Excerpted text:
The same company holds seven more exploration licences that cover parts of Lower Sackville, the Bedford area, and Dartmouth, one of which (EL 53213) appears to overlap the Dartmouth water supply area of Lake Major.
When I tweeted about this, attaching a map showing the proximity of the exploration licenses to the watersheds, Halifax Water replied, “The exploration licenses are extensions of older ones. We are aware & review annually as part of our Source Water Protection program.”
Thing is, the Halifax Water tweet wasn’t quite right. The large exploration licences obtained by 3091829 Nova Scotia Limited close to the Halifax and Dartmouth water supply areas were taken out this year. Department of Energy and Mines spokesperson Gary Andrea confirmed to me that they were “new, first year licences.”
After an email inquiry to Halifax Water about those licences, Reid Campbell, director of water services, replied that as part of their source water protection plan, Halifax Water conducts an annual review of new and existing licences, and:
Our 2019 review was done early this year, prior to the first of those licences being taken out so we were not aware of these specific licences. In our experience the process of notifying water utility operators provides us ample opportunity to make our concerns known and to mitigate any concerns.
I also asked whether Halifax Water has considered asking the Department of Energy and Mines to close areas adjacent to protected watersheds to mineral exploration. His reply:
Halifax Water has not made a specific request to close off areas to mineral exploration, however we have had informal discussions with Nova Scotia Environment and Nova Scotia Lands and Forests [sic] on this issue as we manage a variety of issues related to source water protection.

Data segment:
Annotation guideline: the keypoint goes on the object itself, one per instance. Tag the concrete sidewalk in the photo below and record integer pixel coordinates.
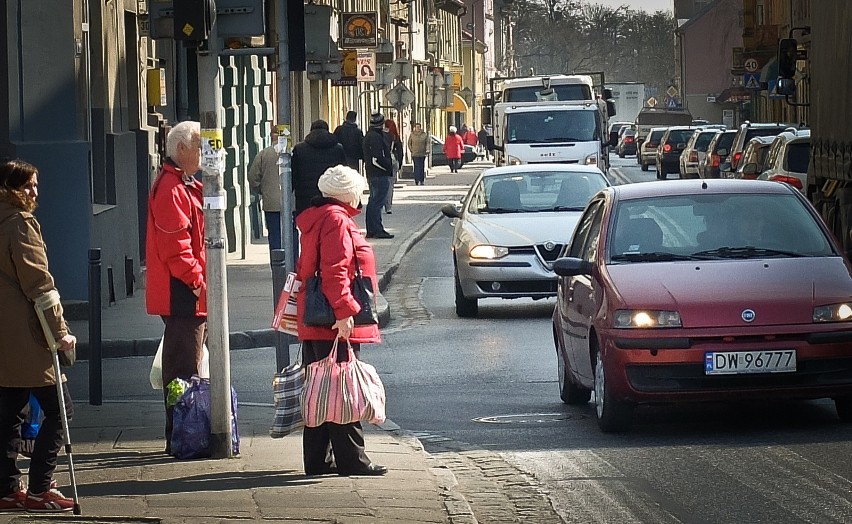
(123, 476)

Do this:
Rewrite the excerpt about exploration licenses near the Halifax water supply from "I also asked" up to and including "source water protection.", substituting "mining activity" for each occurrence of "mineral exploration".

Full solution:
I also asked whether Halifax Water has considered asking the Department of Energy and Mines to close areas adjacent to protected watersheds to mining activity. His reply:
Halifax Water has not made a specific request to close off areas to mining activity, however we have had informal discussions with Nova Scotia Environment and Nova Scotia Lands and Forests [sic] on this issue as we manage a variety of issues related to source water protection.